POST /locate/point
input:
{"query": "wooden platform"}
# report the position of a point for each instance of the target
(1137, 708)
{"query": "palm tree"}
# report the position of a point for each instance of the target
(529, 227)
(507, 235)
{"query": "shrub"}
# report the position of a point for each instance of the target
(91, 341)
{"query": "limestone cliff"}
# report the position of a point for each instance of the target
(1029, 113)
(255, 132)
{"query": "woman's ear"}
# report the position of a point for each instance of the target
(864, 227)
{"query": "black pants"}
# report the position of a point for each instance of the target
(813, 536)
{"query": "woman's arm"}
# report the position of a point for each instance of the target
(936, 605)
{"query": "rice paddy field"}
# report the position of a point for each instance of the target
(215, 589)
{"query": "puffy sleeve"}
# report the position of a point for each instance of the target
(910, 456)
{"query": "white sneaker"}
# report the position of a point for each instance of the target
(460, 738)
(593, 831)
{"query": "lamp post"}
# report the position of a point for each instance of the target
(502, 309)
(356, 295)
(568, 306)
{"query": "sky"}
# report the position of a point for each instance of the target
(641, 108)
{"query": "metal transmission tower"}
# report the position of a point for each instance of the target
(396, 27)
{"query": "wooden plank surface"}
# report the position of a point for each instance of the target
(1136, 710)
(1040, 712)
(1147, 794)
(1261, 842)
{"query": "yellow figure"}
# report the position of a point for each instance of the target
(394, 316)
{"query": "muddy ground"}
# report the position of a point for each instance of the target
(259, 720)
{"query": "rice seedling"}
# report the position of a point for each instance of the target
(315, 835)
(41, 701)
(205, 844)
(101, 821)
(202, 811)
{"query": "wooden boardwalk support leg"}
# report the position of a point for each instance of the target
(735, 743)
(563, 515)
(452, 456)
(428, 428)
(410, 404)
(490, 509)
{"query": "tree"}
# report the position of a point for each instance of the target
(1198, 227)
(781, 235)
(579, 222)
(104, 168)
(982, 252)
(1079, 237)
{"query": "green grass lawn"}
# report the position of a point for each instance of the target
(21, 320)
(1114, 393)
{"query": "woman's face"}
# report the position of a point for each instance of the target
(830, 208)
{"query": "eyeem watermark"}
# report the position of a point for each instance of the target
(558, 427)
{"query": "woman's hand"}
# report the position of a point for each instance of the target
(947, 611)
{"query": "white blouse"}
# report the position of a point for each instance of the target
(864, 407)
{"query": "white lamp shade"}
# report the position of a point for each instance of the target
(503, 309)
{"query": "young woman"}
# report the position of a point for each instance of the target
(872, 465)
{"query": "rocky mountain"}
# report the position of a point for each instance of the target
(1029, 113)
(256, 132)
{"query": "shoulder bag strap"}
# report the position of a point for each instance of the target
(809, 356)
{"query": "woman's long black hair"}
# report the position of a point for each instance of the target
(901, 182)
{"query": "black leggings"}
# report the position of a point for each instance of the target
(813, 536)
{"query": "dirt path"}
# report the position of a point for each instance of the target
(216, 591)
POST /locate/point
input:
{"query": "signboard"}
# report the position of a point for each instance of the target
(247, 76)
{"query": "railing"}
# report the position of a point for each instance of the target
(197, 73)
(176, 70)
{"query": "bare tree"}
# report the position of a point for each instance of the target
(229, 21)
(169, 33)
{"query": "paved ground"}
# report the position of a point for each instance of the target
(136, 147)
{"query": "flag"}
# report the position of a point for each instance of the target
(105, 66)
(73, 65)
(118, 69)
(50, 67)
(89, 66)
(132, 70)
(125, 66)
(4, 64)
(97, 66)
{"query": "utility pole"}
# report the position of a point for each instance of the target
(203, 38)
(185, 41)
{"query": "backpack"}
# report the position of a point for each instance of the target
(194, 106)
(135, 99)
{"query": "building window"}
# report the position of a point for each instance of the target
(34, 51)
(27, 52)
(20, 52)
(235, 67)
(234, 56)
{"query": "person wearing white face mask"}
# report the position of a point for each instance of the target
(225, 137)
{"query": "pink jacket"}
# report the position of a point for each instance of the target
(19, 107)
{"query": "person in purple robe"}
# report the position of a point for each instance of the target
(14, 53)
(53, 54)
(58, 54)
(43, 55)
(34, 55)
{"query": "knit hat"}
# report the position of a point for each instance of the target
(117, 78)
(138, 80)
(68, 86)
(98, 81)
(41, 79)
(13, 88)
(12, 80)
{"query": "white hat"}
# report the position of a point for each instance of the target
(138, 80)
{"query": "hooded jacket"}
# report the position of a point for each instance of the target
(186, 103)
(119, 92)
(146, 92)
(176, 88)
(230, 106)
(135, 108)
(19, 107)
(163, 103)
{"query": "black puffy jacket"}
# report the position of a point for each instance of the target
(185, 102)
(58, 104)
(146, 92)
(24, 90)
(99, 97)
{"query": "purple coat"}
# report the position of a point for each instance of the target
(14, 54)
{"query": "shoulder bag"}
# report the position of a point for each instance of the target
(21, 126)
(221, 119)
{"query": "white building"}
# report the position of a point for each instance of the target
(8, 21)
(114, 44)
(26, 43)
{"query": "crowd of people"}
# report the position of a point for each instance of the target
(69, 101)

────

▶ _Task_: Rewrite the listing from its first line through the line containing "(1079, 237)", inclusive, with "rice paddy field" changed to "flooded rice terrace" and everything else left as is.

▶ _Right answer_:
POST /locate/point
input:
{"query": "wooden platform"}
# report the position of a point for each instance of the target
(1137, 708)
{"query": "palm tree"}
# report the position of a point for each instance of the target
(529, 227)
(507, 235)
{"query": "shrub"}
# report the position of a point for each instance of the target
(91, 341)
{"query": "limestone cliff"}
# report the position of a point for each instance of the target
(1029, 113)
(255, 132)
{"query": "woman's ear"}
# report the position of a point for each instance of the target
(864, 227)
{"query": "black pants"}
# report the position of a point for each instance of the target
(813, 536)
{"query": "woman's arm"}
# report the position of a point for each instance of the target
(936, 605)
{"query": "flooded rice terrace"}
# report the position of a point for each instance of the target
(215, 589)
{"query": "puffy sleeve"}
# report the position of a point for each instance of the target
(910, 456)
{"query": "white sneaker"}
# report the position of a point for each instance of the target
(460, 738)
(593, 831)
{"query": "lamp post"}
# report the position of a point for each instance of the target
(502, 309)
(356, 295)
(568, 306)
{"query": "sky"}
# report the position of a point for each instance of the target
(641, 108)
{"query": "metal transmission tower"}
# report the position of a point for each instance of the target
(396, 27)
{"query": "wooden plank surface"}
# report the position of a point for each instance of the target
(1136, 710)
(1040, 712)
(1147, 794)
(1261, 842)
{"query": "yellow figure"}
# report the position of a point for each instance of the target
(394, 316)
{"query": "muddy ground"}
# report the position of a point for each instance of the target
(259, 720)
{"query": "rice seedling"}
# report the position of a point for each instance of the target
(315, 835)
(41, 701)
(205, 844)
(101, 821)
(202, 811)
{"query": "wooden boardwalk support leg"}
# report the position of a point for each instance of the target
(735, 743)
(563, 515)
(452, 456)
(428, 428)
(410, 404)
(490, 509)
{"query": "tree"}
# report the position of a point for each instance of the target
(1198, 227)
(781, 235)
(579, 222)
(104, 168)
(982, 252)
(1079, 237)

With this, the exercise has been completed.